Given problem A
Quote the stretch of the records below from the line containing "TARGET = diagonal light streak" through the end of the records, keeping every line unchanged.

Article

Cecil William Pettiona (7 March 1906 – 26 April 1987) was an Australian rules footballer who played with South Melbourne in the Victorian Football League (VFL).
 
Pettiona, the son of a Sardinian migrant, was recruited locally by South Melbourne. He played as a half forward flanker and wingman. Over the course of eight seasons, Pettiona appeared in 78 games for South Melbourne. Injury kept him out of South Melbourne's 1933 premiership team. 

Pettiona spent the next part of his career in Tasmania. He was playing coach of the North Hobart side which won both the TANFL premiership and Tasmanian State Premiership in 1936. He led them to the grand final again in 1937, but on this occasion they were defeated by Lefroy, the club he would play for the following year. In 1939 he went to North Launceston as playing coach, where he remained for three seasons. He next coached Long Beach, before joining New Town in 1945, as captain-coach.

Records
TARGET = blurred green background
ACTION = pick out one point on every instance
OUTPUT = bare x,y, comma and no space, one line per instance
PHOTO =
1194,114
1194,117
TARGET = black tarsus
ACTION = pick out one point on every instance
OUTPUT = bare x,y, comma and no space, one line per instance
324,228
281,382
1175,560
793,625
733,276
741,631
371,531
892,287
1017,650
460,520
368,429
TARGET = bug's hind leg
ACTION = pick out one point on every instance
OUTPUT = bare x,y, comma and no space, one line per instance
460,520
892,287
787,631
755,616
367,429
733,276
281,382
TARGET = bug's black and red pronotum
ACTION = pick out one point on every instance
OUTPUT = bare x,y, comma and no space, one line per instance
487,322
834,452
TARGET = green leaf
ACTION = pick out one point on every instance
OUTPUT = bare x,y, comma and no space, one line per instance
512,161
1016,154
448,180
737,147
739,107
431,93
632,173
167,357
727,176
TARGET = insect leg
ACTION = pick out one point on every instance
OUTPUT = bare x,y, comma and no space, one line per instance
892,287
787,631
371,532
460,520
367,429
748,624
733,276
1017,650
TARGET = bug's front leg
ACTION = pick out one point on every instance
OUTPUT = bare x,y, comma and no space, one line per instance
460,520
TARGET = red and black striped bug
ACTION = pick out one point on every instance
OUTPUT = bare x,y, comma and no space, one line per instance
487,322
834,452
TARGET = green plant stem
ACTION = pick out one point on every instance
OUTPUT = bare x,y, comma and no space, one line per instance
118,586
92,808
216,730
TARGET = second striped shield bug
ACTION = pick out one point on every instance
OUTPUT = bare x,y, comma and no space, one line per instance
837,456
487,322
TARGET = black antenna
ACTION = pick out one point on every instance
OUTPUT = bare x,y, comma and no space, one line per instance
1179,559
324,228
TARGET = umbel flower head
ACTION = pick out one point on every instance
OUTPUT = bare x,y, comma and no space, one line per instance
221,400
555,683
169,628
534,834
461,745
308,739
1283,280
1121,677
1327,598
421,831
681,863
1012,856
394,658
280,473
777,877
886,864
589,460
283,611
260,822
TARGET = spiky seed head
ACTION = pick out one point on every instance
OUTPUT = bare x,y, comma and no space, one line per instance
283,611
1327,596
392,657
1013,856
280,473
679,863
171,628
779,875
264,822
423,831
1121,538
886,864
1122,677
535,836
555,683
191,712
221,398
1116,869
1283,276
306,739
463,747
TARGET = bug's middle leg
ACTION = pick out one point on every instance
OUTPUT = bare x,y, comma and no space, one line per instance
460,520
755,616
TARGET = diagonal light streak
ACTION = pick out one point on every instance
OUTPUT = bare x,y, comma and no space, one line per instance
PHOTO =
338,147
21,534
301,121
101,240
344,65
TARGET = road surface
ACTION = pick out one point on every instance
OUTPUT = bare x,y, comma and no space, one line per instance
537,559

Given problem B
Print the entire article on Cecil Pettiona above, word for word.

Exercise answer A
TARGET = diagonal light streak
ACTION = pick out one point on every instance
OUTPUT = bare x,y, comma and no space, one line per instance
PHOTO =
338,147
21,534
301,121
101,240
344,65
TARGET = road surface
ACTION = pick out one point on every instance
OUTPUT = bare x,y, comma and no space, one line per instance
537,559

Exercise answer B
Cecil William Pettiona (7 March 1906 – 26 April 1987) was an Australian rules footballer who played with South Melbourne in the Victorian Football League (VFL).
 
Pettiona, the son of a Sardinian migrant, was recruited locally by South Melbourne. He played as a half forward flanker and wingman. Over the course of eight seasons, Pettiona appeared in 78 games for South Melbourne. Injury kept him out of South Melbourne's 1933 premiership team. 

Pettiona spent the next part of his career in Tasmania. He was playing coach of the North Hobart side which won both the TANFL premiership and Tasmanian State Premiership in 1936. He led them to the grand final again in 1937, but on this occasion they were defeated by Lefroy, the club he would play for the following year. In 1939 he went to North Launceston as playing coach, where he remained for three seasons. He next coached Long Beach, before joining New Town in 1945, as captain-coach.